(What this task involves): Beginning at the line that holds "Can you see the utility", copy the material below exactly through its last line.

(Data listing):
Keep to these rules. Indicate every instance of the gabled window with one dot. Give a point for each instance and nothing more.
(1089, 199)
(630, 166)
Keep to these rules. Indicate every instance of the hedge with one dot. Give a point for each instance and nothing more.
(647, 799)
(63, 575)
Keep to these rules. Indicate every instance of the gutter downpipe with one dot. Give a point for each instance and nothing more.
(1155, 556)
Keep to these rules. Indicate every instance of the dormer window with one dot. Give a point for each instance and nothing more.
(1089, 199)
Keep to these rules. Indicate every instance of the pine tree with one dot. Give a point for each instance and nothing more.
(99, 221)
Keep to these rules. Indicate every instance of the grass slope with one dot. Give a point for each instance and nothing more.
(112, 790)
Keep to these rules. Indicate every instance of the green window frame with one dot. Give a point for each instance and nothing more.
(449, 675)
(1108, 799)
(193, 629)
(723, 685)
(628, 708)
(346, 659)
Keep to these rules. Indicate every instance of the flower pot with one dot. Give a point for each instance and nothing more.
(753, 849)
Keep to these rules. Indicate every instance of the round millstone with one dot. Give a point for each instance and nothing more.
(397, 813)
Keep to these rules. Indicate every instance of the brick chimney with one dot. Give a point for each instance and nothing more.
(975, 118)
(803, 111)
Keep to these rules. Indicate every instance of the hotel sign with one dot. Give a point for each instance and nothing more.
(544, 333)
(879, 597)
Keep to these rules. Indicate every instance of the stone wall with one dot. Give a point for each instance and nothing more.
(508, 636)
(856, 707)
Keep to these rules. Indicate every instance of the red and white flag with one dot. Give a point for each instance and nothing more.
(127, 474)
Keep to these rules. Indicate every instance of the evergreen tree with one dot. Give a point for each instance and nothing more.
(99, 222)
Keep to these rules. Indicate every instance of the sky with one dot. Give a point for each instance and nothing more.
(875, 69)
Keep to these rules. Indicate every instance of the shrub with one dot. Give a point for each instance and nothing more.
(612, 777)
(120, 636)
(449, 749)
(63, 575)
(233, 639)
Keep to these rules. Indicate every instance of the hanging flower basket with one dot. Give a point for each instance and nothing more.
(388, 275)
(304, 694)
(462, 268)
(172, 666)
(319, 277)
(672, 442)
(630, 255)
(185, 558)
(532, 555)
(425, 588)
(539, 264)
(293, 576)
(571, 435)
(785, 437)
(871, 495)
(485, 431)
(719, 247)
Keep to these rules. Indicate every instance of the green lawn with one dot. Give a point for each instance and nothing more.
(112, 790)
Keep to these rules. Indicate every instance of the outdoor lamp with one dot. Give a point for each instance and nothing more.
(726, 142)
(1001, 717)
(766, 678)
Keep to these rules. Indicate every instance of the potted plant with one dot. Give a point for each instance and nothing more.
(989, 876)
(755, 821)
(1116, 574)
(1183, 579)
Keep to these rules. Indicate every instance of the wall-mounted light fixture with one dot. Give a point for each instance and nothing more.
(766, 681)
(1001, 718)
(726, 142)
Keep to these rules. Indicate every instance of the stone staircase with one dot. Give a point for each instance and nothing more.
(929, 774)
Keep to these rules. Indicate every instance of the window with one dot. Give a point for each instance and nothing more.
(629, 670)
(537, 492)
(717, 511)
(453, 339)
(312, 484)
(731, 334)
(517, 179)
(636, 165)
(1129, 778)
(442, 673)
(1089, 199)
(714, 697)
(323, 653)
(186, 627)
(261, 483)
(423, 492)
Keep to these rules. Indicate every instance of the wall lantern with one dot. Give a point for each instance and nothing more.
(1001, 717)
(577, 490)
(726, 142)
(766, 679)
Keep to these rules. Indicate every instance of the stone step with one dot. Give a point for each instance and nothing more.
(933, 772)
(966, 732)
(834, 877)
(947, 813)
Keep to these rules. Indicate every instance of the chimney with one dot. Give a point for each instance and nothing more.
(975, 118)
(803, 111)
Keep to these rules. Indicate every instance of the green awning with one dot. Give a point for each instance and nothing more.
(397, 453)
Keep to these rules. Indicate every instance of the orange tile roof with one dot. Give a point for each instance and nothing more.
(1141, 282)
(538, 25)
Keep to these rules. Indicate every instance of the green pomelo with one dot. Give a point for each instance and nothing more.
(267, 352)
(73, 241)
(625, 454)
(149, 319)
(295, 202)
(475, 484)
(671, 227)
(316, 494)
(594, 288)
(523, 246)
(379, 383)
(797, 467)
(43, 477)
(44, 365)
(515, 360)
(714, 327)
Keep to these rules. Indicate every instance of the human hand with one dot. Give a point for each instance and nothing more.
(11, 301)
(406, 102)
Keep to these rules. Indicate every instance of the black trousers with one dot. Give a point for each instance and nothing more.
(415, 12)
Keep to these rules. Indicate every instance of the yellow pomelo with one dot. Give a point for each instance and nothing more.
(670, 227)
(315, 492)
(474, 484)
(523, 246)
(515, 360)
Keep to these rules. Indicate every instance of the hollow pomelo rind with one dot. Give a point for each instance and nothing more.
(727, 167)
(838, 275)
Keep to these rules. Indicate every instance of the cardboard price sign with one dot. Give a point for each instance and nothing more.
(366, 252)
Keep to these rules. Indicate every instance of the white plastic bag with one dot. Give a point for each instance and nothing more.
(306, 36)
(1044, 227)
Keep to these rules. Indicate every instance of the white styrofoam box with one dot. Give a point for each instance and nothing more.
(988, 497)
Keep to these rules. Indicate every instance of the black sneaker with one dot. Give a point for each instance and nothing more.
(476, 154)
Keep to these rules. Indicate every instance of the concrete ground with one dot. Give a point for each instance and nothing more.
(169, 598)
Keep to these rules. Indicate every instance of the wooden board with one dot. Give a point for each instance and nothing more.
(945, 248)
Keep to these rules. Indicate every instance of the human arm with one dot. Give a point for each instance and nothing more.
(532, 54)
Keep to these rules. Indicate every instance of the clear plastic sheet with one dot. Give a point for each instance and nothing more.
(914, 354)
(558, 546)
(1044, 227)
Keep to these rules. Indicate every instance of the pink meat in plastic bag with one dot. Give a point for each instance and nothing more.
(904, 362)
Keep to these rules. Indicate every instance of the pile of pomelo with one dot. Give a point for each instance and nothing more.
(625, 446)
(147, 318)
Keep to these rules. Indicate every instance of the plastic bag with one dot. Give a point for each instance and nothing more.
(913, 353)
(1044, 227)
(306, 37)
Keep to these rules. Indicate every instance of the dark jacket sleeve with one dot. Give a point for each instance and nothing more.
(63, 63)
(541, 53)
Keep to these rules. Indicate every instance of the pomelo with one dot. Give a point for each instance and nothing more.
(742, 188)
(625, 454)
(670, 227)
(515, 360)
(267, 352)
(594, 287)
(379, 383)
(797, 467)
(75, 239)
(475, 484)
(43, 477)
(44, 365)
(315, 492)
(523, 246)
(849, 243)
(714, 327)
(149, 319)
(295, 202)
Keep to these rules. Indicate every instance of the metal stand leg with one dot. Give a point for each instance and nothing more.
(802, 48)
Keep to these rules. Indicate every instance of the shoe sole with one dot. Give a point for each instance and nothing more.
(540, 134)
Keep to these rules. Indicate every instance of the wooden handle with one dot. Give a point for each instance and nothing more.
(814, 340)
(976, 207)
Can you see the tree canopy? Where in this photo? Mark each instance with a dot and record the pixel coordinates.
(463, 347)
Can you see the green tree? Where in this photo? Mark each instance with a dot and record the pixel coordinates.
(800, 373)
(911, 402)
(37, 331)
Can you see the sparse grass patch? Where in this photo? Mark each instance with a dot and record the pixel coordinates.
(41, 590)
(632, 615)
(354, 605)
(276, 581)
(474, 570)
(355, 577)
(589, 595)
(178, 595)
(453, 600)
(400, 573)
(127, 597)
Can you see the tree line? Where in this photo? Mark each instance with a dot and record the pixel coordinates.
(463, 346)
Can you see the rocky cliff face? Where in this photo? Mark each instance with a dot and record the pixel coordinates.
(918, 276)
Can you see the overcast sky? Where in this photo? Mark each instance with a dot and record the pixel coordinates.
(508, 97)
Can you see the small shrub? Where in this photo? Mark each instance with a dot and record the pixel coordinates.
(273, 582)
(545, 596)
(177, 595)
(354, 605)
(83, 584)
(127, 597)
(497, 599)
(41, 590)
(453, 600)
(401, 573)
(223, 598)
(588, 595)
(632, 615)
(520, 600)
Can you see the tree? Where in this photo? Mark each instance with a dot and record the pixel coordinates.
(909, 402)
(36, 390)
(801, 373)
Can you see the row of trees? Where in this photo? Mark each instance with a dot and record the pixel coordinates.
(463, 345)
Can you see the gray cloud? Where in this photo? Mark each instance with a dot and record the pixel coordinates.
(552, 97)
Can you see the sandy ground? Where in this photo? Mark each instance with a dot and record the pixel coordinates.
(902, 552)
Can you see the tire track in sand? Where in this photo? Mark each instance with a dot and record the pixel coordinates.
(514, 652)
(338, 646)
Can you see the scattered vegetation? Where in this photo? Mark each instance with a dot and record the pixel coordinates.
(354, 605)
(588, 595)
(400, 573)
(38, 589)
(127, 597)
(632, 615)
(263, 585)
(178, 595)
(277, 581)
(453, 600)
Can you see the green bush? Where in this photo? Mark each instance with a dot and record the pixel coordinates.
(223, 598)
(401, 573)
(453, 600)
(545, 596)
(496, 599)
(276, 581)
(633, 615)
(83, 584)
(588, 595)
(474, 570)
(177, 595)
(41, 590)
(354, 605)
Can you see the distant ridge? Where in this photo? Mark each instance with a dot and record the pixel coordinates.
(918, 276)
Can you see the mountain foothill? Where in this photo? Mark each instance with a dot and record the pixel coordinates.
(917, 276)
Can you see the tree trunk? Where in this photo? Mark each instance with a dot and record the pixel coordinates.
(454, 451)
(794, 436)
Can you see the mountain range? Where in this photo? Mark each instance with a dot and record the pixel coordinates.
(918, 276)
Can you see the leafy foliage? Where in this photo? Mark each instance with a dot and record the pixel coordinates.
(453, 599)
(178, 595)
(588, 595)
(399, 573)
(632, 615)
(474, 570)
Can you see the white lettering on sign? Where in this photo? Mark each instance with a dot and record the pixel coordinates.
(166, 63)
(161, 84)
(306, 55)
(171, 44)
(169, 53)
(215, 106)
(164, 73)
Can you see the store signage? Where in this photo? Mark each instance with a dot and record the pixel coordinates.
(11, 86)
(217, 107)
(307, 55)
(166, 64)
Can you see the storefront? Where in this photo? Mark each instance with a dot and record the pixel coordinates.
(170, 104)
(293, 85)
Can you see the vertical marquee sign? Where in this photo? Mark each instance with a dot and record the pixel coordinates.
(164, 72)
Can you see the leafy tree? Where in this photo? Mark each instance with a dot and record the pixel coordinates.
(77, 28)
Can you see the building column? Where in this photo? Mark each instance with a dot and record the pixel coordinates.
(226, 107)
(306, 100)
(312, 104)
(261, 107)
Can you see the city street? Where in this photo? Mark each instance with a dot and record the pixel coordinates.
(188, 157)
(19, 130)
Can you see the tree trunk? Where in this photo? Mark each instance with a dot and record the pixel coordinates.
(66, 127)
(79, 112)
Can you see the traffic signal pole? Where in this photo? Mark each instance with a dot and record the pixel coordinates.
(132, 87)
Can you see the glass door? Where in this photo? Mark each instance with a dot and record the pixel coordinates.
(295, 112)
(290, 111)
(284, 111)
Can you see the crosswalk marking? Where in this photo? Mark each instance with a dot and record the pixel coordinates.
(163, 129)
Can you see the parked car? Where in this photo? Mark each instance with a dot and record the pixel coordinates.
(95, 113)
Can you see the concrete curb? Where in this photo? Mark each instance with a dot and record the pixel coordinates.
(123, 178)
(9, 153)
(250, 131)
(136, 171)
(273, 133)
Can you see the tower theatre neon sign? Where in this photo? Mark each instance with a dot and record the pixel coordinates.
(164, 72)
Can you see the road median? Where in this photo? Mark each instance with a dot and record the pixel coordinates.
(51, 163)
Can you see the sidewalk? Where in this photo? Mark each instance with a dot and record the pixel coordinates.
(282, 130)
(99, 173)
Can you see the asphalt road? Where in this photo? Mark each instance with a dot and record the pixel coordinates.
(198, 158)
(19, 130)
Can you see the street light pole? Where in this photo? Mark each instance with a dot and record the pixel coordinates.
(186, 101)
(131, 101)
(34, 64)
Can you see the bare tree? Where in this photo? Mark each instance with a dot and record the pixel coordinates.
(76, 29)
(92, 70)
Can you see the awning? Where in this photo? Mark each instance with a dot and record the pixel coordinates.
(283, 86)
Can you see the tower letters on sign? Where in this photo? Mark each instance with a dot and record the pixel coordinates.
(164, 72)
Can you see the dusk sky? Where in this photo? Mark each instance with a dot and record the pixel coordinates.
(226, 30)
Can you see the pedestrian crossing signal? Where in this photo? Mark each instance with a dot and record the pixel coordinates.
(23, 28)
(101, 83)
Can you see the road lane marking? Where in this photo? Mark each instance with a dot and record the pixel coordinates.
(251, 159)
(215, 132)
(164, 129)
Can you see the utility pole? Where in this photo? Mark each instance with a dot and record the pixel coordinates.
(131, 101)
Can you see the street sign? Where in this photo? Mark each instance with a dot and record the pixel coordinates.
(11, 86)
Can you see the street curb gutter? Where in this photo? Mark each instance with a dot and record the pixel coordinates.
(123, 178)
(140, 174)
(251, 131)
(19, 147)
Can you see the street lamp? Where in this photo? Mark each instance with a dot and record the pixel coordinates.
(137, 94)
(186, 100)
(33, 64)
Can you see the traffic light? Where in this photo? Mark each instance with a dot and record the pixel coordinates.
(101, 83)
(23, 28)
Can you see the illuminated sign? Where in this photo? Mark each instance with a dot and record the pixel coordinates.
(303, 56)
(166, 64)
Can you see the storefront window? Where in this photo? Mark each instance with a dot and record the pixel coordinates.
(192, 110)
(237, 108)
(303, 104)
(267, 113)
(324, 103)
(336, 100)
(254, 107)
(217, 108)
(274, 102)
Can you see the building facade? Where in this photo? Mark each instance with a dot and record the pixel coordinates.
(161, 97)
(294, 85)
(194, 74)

(Response box):
Can you see the utility pole? Where in this photo? Mark each instance with a dot and record the pixel coordinates.
(131, 101)
Can you see the street sign? Where in this photo? Mark each instance with a dot and record the pixel coordinates.
(11, 86)
Can you see the street curb gutter? Where in this photo? Mark each instance with a dot and record the pixel coordinates.
(123, 178)
(140, 174)
(251, 131)
(19, 147)
Can you see the street lamp? Where in this photo? Mark each instance with a dot and record the pixel coordinates.
(137, 94)
(186, 100)
(33, 64)
Can you see the traffic light? Where in this photo? Mark each instance with a dot and record the pixel coordinates.
(101, 83)
(23, 28)
Can you see the illuminated sign? Where in this photo? Mark each instance with a dot and record the pixel coordinates.
(303, 56)
(166, 64)
Can you see the storefront window? Where in this photo? Mark each instance with a dot and record the pixel coordinates.
(192, 110)
(237, 108)
(303, 104)
(267, 113)
(324, 103)
(336, 100)
(254, 107)
(217, 108)
(274, 102)
Can you see the building facade? Where in this photo? Mark each instance with a dot and record the pixel coordinates.
(161, 97)
(294, 85)
(194, 74)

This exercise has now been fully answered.